- **Available data**:
________________________

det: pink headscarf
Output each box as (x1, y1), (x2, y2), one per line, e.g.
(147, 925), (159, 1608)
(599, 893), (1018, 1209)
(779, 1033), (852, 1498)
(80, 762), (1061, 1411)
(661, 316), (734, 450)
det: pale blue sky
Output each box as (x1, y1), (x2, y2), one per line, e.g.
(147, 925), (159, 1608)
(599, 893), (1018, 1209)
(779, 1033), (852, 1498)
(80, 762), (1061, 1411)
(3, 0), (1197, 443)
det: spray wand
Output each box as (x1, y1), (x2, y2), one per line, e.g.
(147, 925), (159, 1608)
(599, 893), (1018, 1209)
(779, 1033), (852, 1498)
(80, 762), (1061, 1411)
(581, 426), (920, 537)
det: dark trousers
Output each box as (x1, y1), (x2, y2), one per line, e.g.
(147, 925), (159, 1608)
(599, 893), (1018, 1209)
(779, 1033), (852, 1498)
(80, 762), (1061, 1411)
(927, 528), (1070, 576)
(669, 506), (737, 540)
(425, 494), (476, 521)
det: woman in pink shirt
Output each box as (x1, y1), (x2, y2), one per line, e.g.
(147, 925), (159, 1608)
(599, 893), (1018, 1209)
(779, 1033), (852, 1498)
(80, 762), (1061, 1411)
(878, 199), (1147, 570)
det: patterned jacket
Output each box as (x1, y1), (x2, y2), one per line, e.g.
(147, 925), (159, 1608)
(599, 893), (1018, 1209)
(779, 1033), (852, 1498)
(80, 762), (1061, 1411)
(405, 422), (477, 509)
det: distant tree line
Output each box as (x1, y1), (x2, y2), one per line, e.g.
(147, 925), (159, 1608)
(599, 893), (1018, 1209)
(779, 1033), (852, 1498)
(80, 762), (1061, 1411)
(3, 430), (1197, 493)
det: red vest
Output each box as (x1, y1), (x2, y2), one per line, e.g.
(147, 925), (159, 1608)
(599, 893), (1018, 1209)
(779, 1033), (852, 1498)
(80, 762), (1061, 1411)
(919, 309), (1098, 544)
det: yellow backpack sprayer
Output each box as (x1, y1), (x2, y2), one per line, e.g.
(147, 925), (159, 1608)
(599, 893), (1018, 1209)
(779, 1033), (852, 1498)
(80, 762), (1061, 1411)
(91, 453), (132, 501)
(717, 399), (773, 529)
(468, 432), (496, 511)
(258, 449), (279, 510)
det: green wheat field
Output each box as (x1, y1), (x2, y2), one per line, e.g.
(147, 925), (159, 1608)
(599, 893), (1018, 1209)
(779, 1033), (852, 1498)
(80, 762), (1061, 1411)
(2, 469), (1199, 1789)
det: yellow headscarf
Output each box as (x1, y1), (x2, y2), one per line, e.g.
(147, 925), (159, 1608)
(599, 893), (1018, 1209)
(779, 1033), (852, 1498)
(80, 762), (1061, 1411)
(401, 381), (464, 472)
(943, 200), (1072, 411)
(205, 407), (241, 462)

________________________

- **Work item**:
Every record shown above should be written out again exactly.

- **Solved problem**:
det: pink headscarf
Output each box as (x1, y1), (x2, y2), one per line, e.g.
(147, 925), (159, 1608)
(599, 893), (1018, 1209)
(779, 1033), (852, 1498)
(80, 762), (1061, 1411)
(661, 316), (734, 450)
det: pale blue sky
Output each box as (x1, y1), (x2, y2), one per line, e.g.
(147, 925), (159, 1608)
(599, 893), (1018, 1209)
(779, 1033), (852, 1498)
(80, 762), (1061, 1411)
(3, 0), (1197, 443)
det: spray wand
Output each box as (x1, y1), (x2, y2), one per line, e.g.
(147, 925), (159, 1608)
(599, 893), (1018, 1209)
(779, 1033), (852, 1498)
(80, 762), (1061, 1411)
(581, 426), (920, 537)
det: dark trousers
Output each box as (x1, y1), (x2, y2), one per line, e.g.
(147, 925), (159, 1608)
(599, 893), (1018, 1209)
(779, 1033), (852, 1498)
(80, 762), (1061, 1411)
(927, 528), (1070, 576)
(669, 506), (737, 540)
(425, 494), (476, 521)
det: woman in pink shirt
Output each box as (x1, y1), (x2, y2), one per line, e.g.
(147, 925), (159, 1608)
(599, 893), (1018, 1209)
(779, 1033), (852, 1498)
(80, 762), (1061, 1411)
(878, 199), (1147, 570)
det: patterned jacket
Output each box as (x1, y1), (x2, y2), one per line, e.g.
(147, 925), (159, 1608)
(599, 893), (1018, 1209)
(779, 1033), (852, 1498)
(80, 762), (1061, 1411)
(405, 422), (477, 509)
det: distant tree line
Output each box as (x1, y1), (x2, y2), one per line, e.g.
(147, 925), (159, 1608)
(599, 893), (1018, 1209)
(779, 1033), (852, 1498)
(80, 762), (1061, 1411)
(3, 430), (1197, 493)
det: red vest
Output each box as (x1, y1), (x2, y2), one per line, e.g.
(147, 925), (159, 1608)
(599, 893), (1018, 1209)
(779, 1033), (852, 1498)
(80, 762), (1061, 1411)
(919, 309), (1098, 544)
det: yellow backpack sprayer
Output each box as (x1, y1), (x2, y2), one per line, e.g.
(147, 925), (159, 1608)
(599, 893), (1018, 1209)
(779, 1033), (852, 1498)
(80, 762), (1061, 1411)
(91, 453), (132, 501)
(717, 399), (773, 529)
(468, 432), (496, 511)
(258, 449), (279, 510)
det: green wheat field
Output each box as (x1, y1), (x2, y2), one per line, e.g.
(147, 925), (159, 1608)
(599, 893), (1018, 1209)
(779, 1033), (852, 1498)
(80, 762), (1061, 1411)
(2, 469), (1199, 1789)
det: yellow headscarf
Output each box as (x1, y1), (x2, y2), one per line, e.g.
(147, 925), (159, 1608)
(599, 893), (1018, 1209)
(779, 1033), (852, 1498)
(80, 762), (1061, 1411)
(401, 381), (464, 472)
(943, 200), (1072, 411)
(205, 407), (241, 462)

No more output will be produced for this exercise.